Besides these formulas, magic songs are also in use. The words of these, however, are comprehensible, and they may be sung in the hearing of others.
According to Rink, it is as a rule the deceased relations and ancestors of the person using the charm, and especially his grandparents, whose help is invoked in these formulas and in the songs. From Holm’s account, on the other hand, we gather nothing of this sort. It seems to me not unreasonable, however, to suppose that they, and also the amulets, have often a certain connection with the dead, and may thus be the beginning of (or a survival from) a more developed ancestor-worship. When a boy is for the first time placed in a kaiak, the father, by means of magic songs, will invoke for him the protection of his deceased grandparents and great-grandparents.
Offerings to the supernatural powers are very infrequent among the Greenlanders. The most common form of offering is made to the inue of the sea, the so-called kungusutarissat (the plural of kungusutariak). They are fond of foxes’ flesh and foxes’ tails, which are, therefore, offered to them whenever a fox is caught, that they may make the fishing successful. In travelling, too, the Eskimos will make offerings to certain headlands, glaciers, and the like, which they regard as dangerous, in order to get past them unharmed. The offering is as a rule thrown overboard into the sea; it often consists of food, but may also take the form of beads or other things which they value.

= = = = =

Exercises to complete »
**1)** Summarize the passage on Greenland magic and offerings in two sentences.
**2)** According to the passage on Greenland magic and offerings, what are the kungusutarissat fond of?
**3)** Write a continuation of the passage on Greenland magic and offerings, starting after its final sentence.
The items that come after this passage are separate material with no connection to it.

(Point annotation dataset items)
= = = = =

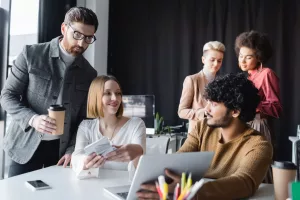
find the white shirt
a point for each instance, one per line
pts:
(132, 132)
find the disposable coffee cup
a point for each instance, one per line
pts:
(57, 112)
(284, 172)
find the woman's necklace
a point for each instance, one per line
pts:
(113, 133)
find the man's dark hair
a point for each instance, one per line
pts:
(83, 15)
(257, 41)
(236, 92)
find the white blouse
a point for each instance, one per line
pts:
(132, 132)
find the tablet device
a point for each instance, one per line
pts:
(152, 166)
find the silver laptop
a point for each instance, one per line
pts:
(152, 166)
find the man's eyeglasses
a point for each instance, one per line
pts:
(79, 36)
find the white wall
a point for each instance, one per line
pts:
(96, 54)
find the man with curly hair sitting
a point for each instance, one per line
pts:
(242, 155)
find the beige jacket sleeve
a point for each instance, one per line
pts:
(185, 109)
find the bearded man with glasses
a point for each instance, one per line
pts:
(44, 74)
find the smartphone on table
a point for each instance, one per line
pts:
(37, 185)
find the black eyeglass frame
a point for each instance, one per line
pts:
(82, 36)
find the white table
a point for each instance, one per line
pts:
(65, 186)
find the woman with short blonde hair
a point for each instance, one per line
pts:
(127, 135)
(192, 103)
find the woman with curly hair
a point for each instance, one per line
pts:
(254, 50)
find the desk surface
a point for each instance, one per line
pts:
(66, 186)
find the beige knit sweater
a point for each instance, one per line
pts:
(239, 165)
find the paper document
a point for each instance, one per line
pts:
(100, 147)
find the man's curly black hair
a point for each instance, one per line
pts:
(236, 92)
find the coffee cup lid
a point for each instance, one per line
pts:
(57, 107)
(284, 165)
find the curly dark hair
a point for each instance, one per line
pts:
(83, 15)
(236, 92)
(256, 41)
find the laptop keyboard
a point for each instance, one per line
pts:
(123, 194)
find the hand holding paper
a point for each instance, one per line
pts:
(93, 161)
(125, 153)
(100, 147)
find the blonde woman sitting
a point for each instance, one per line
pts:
(127, 135)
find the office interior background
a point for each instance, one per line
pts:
(152, 45)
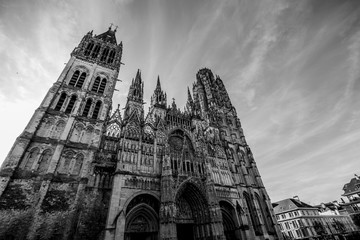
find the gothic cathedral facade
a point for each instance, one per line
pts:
(82, 171)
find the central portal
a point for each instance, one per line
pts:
(185, 231)
(192, 213)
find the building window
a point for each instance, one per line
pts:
(287, 225)
(96, 110)
(77, 80)
(104, 54)
(95, 52)
(87, 108)
(295, 224)
(78, 164)
(102, 86)
(99, 87)
(89, 48)
(60, 102)
(33, 155)
(253, 215)
(111, 56)
(44, 161)
(71, 104)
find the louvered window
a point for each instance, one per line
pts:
(96, 110)
(102, 86)
(60, 102)
(74, 78)
(81, 80)
(88, 49)
(111, 56)
(71, 104)
(95, 51)
(104, 54)
(96, 85)
(87, 108)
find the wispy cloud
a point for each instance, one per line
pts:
(291, 69)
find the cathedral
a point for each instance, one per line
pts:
(82, 170)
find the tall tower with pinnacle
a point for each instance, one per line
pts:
(81, 170)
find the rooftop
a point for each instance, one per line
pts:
(290, 204)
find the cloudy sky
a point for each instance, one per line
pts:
(292, 69)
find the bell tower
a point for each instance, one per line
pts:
(59, 142)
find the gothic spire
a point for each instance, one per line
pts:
(136, 90)
(108, 36)
(158, 99)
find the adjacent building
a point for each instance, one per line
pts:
(352, 194)
(82, 171)
(298, 220)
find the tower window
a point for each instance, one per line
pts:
(95, 51)
(89, 48)
(96, 85)
(102, 86)
(74, 78)
(99, 87)
(71, 104)
(104, 55)
(77, 80)
(81, 80)
(96, 110)
(111, 56)
(60, 102)
(87, 107)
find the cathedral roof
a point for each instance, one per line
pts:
(352, 187)
(116, 116)
(108, 36)
(289, 204)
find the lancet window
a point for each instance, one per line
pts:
(60, 101)
(77, 79)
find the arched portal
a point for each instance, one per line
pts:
(229, 220)
(192, 215)
(142, 221)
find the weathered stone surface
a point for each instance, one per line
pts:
(81, 172)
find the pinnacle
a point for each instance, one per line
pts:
(158, 86)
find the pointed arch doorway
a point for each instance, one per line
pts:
(142, 221)
(192, 217)
(229, 220)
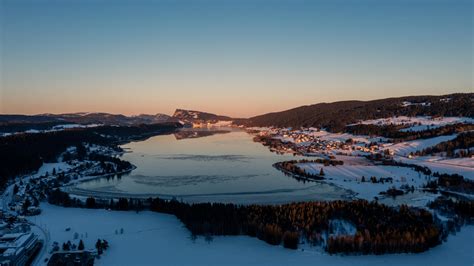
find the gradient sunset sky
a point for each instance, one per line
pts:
(237, 58)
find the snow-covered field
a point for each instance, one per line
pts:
(440, 166)
(404, 148)
(349, 177)
(158, 239)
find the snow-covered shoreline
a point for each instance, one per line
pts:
(150, 238)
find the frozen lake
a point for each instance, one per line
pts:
(223, 167)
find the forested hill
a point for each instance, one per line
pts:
(335, 116)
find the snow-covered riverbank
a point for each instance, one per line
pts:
(152, 238)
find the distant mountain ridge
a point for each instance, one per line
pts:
(85, 118)
(194, 117)
(335, 116)
(332, 116)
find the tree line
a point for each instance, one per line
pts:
(380, 228)
(24, 153)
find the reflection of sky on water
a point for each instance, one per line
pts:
(228, 166)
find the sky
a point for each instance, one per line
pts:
(237, 58)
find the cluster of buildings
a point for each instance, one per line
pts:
(309, 141)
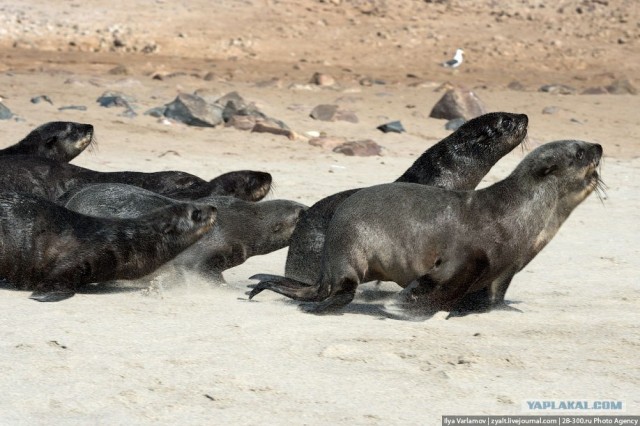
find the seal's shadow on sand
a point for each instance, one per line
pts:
(101, 288)
(370, 301)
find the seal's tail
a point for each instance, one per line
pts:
(291, 288)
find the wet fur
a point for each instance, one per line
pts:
(459, 161)
(53, 251)
(51, 180)
(455, 249)
(60, 141)
(243, 229)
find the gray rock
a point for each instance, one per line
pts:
(328, 112)
(622, 87)
(458, 103)
(115, 99)
(119, 70)
(234, 98)
(41, 98)
(516, 85)
(5, 113)
(194, 111)
(596, 90)
(454, 124)
(73, 108)
(561, 89)
(363, 148)
(129, 113)
(324, 112)
(263, 128)
(391, 127)
(156, 112)
(327, 142)
(320, 79)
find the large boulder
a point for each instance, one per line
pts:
(194, 111)
(458, 103)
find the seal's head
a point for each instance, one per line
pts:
(569, 165)
(187, 220)
(246, 185)
(58, 140)
(490, 136)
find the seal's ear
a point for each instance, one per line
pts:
(544, 171)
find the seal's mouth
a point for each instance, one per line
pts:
(84, 142)
(260, 192)
(594, 181)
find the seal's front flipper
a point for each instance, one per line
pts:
(504, 306)
(51, 296)
(286, 286)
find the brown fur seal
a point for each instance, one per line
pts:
(53, 251)
(452, 242)
(51, 180)
(459, 161)
(57, 140)
(243, 229)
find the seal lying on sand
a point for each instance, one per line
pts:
(459, 161)
(452, 242)
(52, 250)
(243, 229)
(51, 179)
(57, 140)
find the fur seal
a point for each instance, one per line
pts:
(453, 243)
(52, 250)
(51, 180)
(57, 140)
(243, 229)
(459, 161)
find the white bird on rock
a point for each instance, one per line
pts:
(456, 61)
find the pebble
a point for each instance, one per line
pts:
(458, 102)
(363, 148)
(391, 127)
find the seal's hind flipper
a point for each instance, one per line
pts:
(51, 296)
(291, 288)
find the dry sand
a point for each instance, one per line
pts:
(202, 354)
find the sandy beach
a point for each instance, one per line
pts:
(201, 353)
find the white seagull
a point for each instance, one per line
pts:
(456, 61)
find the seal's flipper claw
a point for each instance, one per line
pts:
(51, 296)
(331, 305)
(257, 289)
(504, 306)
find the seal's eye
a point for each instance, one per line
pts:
(50, 143)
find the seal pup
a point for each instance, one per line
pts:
(459, 161)
(57, 140)
(51, 180)
(243, 229)
(53, 251)
(452, 242)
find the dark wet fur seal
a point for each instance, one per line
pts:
(459, 161)
(243, 229)
(53, 251)
(462, 248)
(51, 180)
(57, 140)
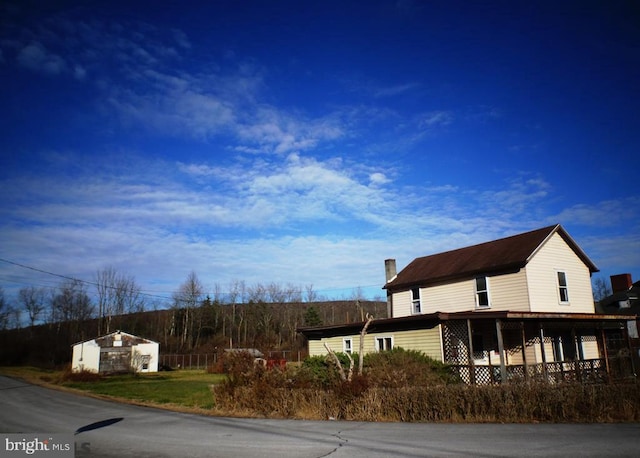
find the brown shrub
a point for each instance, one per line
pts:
(514, 403)
(82, 376)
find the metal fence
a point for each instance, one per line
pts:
(205, 360)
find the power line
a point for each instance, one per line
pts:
(150, 295)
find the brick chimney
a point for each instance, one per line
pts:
(620, 282)
(390, 269)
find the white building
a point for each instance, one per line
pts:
(116, 352)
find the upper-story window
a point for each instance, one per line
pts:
(384, 343)
(416, 306)
(563, 290)
(482, 292)
(347, 345)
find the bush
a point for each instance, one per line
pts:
(402, 368)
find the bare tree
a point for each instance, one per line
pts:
(32, 300)
(117, 294)
(71, 306)
(347, 377)
(5, 311)
(310, 294)
(601, 289)
(186, 299)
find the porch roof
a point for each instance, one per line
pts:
(430, 320)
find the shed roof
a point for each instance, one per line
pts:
(111, 334)
(502, 255)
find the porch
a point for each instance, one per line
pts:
(498, 347)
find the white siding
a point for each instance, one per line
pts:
(147, 349)
(506, 292)
(402, 303)
(86, 357)
(509, 292)
(424, 340)
(555, 255)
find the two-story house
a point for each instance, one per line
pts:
(515, 308)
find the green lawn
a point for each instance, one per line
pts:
(186, 388)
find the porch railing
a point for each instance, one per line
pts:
(581, 371)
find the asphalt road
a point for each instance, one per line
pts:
(108, 429)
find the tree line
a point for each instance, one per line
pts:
(41, 325)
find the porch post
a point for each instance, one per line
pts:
(503, 367)
(576, 360)
(524, 351)
(543, 354)
(606, 354)
(627, 339)
(472, 369)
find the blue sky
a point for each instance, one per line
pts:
(305, 142)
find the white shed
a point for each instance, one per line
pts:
(116, 352)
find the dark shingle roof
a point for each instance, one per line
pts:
(503, 255)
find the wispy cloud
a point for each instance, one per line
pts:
(35, 57)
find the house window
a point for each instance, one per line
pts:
(478, 347)
(415, 301)
(347, 345)
(563, 291)
(384, 343)
(482, 292)
(564, 347)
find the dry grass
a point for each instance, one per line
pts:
(378, 396)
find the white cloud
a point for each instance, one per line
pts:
(36, 57)
(435, 119)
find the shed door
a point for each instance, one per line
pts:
(115, 359)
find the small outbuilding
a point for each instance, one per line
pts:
(116, 352)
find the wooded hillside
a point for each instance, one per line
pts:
(206, 328)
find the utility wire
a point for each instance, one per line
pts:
(154, 296)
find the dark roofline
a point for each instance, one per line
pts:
(505, 255)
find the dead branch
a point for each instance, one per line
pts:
(361, 350)
(343, 377)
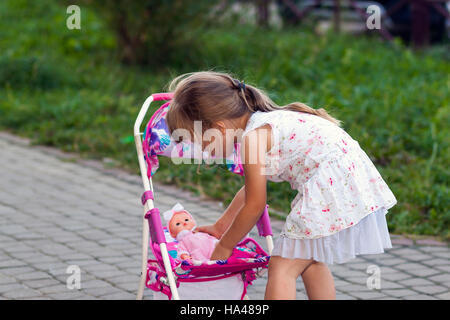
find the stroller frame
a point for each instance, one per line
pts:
(151, 221)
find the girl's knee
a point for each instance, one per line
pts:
(285, 267)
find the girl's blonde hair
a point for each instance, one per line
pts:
(210, 97)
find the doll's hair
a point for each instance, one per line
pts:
(210, 96)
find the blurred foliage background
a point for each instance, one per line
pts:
(81, 90)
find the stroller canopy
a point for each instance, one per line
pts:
(158, 142)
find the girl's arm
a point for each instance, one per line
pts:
(222, 224)
(255, 194)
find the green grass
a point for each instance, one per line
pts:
(65, 88)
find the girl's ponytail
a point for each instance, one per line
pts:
(214, 96)
(256, 100)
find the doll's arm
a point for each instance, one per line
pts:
(183, 253)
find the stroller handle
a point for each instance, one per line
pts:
(162, 96)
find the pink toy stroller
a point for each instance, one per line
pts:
(167, 274)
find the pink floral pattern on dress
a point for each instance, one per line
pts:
(337, 183)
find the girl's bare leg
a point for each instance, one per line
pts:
(319, 283)
(283, 274)
(282, 278)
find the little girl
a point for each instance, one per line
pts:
(339, 211)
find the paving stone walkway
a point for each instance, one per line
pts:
(57, 211)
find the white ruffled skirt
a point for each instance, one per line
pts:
(369, 236)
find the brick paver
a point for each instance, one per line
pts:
(57, 210)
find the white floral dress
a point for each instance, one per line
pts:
(338, 186)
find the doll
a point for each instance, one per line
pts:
(196, 246)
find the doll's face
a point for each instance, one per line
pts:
(180, 221)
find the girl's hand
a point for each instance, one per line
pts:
(221, 252)
(211, 229)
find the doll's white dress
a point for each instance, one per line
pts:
(339, 211)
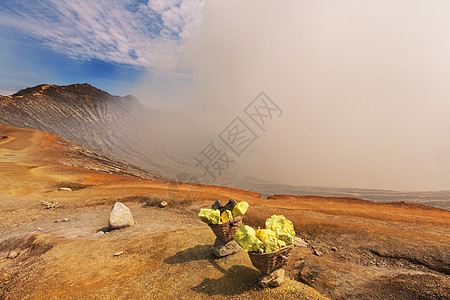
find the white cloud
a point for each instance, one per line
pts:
(150, 35)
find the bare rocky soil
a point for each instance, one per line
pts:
(356, 249)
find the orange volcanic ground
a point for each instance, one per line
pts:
(356, 248)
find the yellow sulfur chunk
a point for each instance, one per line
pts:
(283, 228)
(246, 237)
(209, 216)
(240, 209)
(225, 216)
(281, 243)
(268, 237)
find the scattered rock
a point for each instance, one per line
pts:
(221, 249)
(120, 216)
(317, 252)
(274, 279)
(50, 205)
(13, 254)
(298, 242)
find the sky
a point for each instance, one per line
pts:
(363, 85)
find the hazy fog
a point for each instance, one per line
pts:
(364, 87)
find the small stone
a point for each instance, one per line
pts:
(299, 263)
(50, 205)
(221, 249)
(317, 252)
(120, 216)
(298, 242)
(274, 279)
(13, 254)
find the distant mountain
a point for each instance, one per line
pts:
(159, 142)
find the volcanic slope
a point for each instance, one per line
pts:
(118, 126)
(356, 249)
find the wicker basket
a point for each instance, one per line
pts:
(226, 231)
(269, 262)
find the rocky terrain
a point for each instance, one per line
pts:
(160, 143)
(356, 249)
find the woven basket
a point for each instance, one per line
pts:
(226, 231)
(269, 262)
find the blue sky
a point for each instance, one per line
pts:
(112, 44)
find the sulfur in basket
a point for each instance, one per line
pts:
(225, 231)
(269, 262)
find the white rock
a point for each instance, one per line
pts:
(120, 216)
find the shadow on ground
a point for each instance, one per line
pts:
(236, 280)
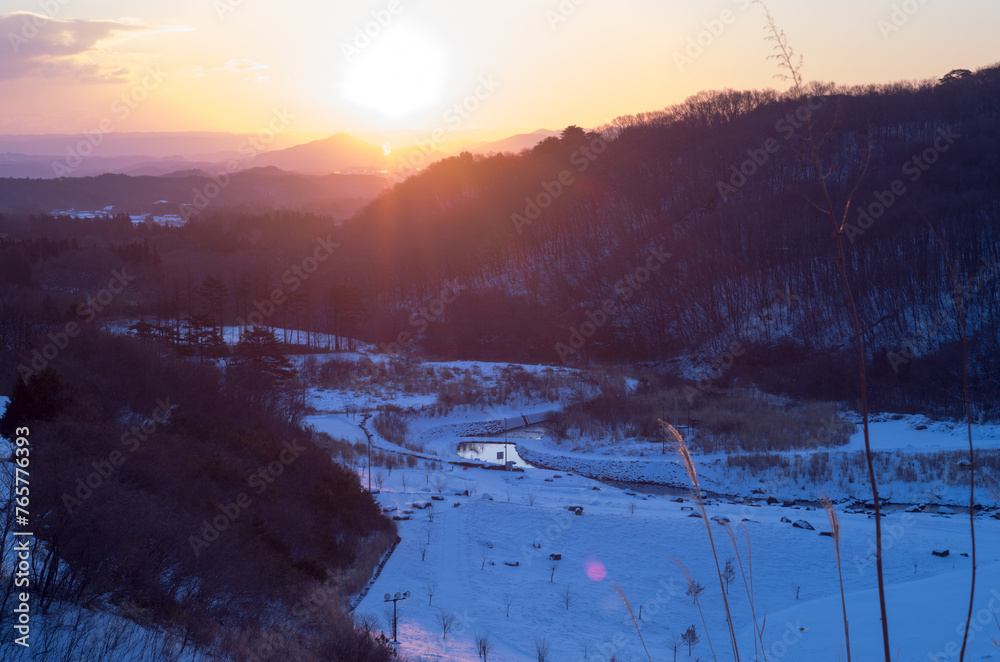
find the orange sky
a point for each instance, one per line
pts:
(226, 65)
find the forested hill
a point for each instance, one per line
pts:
(680, 233)
(541, 240)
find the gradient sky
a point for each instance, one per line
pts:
(226, 65)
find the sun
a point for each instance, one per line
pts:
(401, 72)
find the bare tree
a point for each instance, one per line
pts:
(484, 645)
(673, 644)
(566, 596)
(695, 589)
(447, 621)
(439, 483)
(690, 637)
(729, 573)
(541, 648)
(431, 588)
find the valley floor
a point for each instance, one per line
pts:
(483, 551)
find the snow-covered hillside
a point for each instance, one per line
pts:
(476, 545)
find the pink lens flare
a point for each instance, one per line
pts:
(596, 571)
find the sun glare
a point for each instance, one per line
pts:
(401, 72)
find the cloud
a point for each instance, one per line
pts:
(39, 46)
(244, 66)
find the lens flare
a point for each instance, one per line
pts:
(596, 571)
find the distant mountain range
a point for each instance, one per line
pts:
(50, 157)
(191, 190)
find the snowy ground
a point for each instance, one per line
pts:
(468, 549)
(485, 552)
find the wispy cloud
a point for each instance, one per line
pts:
(39, 46)
(250, 68)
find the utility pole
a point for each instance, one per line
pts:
(368, 434)
(394, 599)
(506, 459)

= = = = =

Per-task answers »
**1)** Besides formulas, magic songs are used whose words are comprehensible and may be sung in others' hearing, and according to Rink they usually invoke the help of deceased relations and ancestors, as when a father calls on dead grandparents and great-grandparents to protect a boy placed in a kaiak for the first time. Offerings are very infrequent among the Greenlanders, the most common being foxes' flesh and tails given to the inue of the sea for successful fishing, while travelers throw food, beads, or other valued things into the sea to pass dangerous headlands and glaciers unharmed.

**2)** Foxes' flesh and foxes' tails.

**3)**
Besides these religious ceremonies the Greenlanders have others, especially certain rules of life as to fasting, abstinence, and the like, which must be observed, for example, by women immediately before or after the birth of a child. It would, however, lead us too far to go in detail into these matters.
From this survey of the religious conceptions of the Greenlanders, it will doubtless appear that they are not so exempt from foreign influences as many have been inclined to think. We can trace in them admixtures from many quarters; we have found myths whose place of origin is certainly as distant as Central Asia; nay we have even found some which unquestionably bridge the distance between Greenland, South Africa, and the Fiji Islands.[157] The migrations of such myths presuppose immense periods of time. What is perhaps most interesting for us, however, is the traces which we find of our own forefathers’ visits to Greenland. It is not only a few ruined buildings that bear witness to their presence; they have also left an unmistakable imprint on the spiritual life of the natives. I shall cite one or two more examples of remarkable resemblances to European, and especially Scandinavian, superstitions, which must in all probability have arisen from intercourse with our forefathers.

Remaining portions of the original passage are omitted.